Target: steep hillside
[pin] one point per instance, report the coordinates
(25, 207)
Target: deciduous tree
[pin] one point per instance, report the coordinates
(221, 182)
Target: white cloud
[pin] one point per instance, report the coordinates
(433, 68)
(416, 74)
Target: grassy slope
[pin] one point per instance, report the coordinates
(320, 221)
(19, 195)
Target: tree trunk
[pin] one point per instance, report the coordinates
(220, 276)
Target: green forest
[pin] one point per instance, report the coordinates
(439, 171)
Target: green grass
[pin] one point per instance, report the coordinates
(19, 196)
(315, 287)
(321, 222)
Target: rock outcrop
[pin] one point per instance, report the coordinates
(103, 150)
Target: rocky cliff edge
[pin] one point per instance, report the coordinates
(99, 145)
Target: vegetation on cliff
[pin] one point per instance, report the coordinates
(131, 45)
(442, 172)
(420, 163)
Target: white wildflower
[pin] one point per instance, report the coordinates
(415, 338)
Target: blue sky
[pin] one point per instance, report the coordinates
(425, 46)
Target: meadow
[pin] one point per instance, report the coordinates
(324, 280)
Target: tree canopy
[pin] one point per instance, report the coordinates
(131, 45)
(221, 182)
***
Exercise goal => Copy each line above that has the word "green".

Your solution =>
Target: green forest
Target: green grass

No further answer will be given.